■ WORK TASK ■
Go through each line of the entries below and tally those containing the string "shipping"; give only the total.

Stored data entries

_ _ _

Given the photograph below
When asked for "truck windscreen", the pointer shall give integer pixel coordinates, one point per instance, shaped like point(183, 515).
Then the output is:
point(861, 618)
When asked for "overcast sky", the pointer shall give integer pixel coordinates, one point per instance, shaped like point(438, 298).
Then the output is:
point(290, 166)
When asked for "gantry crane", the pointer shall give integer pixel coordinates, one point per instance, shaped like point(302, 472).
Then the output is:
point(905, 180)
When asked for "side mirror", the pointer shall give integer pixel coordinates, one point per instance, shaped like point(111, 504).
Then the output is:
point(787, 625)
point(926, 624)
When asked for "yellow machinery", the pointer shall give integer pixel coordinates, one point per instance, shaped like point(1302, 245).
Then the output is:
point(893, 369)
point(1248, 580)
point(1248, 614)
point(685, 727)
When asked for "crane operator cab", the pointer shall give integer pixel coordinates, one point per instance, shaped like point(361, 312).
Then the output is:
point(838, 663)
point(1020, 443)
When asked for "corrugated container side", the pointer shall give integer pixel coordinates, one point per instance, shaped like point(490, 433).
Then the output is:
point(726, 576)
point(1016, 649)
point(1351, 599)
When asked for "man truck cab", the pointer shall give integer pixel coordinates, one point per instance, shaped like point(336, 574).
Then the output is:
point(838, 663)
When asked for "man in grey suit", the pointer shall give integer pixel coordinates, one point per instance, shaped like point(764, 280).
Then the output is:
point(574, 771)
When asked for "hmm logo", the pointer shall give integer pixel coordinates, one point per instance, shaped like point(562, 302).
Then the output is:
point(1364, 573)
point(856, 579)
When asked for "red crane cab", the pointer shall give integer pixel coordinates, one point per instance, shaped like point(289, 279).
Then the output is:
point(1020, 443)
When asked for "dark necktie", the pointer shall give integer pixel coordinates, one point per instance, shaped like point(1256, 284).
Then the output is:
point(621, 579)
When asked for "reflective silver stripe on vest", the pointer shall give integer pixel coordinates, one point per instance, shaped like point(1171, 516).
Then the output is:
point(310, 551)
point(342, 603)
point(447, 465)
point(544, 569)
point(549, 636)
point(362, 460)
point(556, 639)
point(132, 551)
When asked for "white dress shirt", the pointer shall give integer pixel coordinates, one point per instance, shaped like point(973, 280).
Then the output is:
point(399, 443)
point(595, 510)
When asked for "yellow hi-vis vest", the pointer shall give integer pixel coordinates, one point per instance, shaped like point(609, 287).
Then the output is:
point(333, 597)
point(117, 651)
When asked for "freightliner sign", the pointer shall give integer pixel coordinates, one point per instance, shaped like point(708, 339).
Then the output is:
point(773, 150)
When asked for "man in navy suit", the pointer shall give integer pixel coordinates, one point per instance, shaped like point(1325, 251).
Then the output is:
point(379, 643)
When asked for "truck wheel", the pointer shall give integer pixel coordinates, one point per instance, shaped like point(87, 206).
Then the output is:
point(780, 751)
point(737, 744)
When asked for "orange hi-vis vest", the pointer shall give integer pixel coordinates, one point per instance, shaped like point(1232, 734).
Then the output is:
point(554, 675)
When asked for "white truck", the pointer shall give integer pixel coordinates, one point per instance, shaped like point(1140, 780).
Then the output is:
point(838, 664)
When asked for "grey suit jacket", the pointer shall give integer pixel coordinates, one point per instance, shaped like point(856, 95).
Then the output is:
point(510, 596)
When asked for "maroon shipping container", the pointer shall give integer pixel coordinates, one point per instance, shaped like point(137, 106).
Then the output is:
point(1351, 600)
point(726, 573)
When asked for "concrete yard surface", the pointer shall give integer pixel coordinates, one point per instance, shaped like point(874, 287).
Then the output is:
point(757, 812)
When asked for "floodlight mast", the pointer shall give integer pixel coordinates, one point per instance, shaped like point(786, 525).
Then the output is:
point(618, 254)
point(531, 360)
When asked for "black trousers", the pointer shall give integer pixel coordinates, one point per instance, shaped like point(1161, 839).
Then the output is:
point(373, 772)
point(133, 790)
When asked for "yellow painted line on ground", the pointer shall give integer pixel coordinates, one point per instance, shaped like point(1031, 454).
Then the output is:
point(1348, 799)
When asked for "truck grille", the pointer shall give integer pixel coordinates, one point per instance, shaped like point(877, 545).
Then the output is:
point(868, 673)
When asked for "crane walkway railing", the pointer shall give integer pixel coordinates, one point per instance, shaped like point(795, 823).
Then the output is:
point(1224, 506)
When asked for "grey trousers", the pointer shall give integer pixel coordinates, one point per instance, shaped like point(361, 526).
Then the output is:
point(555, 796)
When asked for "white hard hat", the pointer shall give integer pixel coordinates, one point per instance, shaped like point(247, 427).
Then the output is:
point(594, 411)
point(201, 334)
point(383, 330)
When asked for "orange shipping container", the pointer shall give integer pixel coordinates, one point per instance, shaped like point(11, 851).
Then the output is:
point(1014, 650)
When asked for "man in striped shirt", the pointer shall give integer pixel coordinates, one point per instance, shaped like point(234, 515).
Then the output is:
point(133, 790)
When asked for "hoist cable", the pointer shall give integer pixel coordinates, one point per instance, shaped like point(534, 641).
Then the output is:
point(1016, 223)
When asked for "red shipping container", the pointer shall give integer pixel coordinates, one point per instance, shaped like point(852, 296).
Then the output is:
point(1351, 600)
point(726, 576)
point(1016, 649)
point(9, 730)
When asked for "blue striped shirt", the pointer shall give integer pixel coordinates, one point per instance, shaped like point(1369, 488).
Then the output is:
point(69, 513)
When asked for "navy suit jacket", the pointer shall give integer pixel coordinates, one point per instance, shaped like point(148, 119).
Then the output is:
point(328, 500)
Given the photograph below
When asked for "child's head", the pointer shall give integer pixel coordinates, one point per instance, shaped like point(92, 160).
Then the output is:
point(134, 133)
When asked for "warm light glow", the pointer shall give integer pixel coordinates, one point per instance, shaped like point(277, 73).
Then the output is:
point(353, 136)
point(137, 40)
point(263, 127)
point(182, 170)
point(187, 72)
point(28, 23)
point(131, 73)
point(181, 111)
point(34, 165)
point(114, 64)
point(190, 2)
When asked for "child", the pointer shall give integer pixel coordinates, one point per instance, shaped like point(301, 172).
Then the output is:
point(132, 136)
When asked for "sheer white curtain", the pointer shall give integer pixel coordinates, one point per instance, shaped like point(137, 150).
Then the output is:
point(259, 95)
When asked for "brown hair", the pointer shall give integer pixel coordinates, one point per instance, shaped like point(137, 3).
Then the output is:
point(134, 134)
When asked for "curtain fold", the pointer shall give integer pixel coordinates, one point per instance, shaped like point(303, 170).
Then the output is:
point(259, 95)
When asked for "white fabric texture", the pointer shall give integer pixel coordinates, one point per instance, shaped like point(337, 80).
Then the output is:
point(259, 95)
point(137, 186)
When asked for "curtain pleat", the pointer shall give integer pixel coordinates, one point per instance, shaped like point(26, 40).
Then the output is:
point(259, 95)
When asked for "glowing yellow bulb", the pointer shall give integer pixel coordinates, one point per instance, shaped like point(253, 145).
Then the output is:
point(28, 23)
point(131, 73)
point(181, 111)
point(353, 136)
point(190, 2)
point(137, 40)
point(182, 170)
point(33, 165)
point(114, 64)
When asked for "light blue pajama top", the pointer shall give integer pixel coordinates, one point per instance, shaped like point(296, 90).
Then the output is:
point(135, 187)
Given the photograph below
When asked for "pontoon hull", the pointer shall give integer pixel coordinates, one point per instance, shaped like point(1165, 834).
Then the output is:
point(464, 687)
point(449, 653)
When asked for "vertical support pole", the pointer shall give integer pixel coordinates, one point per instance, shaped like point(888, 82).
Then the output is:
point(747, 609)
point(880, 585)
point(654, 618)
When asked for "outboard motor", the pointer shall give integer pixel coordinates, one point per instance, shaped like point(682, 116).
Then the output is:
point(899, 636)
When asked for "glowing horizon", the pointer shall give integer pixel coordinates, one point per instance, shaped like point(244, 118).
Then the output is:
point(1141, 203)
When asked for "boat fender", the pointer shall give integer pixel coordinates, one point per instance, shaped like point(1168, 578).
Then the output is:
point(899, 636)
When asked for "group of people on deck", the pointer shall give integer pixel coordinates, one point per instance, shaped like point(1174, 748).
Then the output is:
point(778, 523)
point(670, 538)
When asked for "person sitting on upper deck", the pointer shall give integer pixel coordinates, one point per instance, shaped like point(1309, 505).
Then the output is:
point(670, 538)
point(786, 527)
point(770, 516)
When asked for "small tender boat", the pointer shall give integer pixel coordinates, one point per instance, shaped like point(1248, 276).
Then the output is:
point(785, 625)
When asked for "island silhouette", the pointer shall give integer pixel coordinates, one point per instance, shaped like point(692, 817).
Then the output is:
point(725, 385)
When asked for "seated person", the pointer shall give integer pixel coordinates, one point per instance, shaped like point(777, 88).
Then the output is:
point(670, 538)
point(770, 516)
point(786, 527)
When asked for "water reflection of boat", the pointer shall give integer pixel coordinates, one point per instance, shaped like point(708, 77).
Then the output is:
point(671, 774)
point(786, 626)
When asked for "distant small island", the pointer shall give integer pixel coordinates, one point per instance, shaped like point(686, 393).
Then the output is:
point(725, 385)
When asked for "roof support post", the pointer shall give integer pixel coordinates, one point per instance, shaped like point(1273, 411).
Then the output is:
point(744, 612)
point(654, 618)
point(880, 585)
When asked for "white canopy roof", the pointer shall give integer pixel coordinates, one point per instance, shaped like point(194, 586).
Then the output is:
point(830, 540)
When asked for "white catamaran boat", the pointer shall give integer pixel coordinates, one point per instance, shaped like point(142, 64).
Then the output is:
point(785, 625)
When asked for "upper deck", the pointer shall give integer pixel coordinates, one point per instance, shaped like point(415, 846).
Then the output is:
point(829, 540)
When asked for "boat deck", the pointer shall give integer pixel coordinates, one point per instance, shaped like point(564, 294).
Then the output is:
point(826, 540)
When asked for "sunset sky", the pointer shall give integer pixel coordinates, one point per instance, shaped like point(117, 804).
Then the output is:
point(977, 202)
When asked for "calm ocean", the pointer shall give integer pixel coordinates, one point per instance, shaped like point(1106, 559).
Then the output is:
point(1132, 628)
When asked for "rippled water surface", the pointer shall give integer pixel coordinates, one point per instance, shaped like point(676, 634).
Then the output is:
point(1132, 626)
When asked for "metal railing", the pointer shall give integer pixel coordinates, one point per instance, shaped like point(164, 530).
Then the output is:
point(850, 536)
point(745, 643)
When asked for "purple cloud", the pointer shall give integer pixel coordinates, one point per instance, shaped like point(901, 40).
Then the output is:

_ _ _

■ EXERCISE RESPONSE ■
3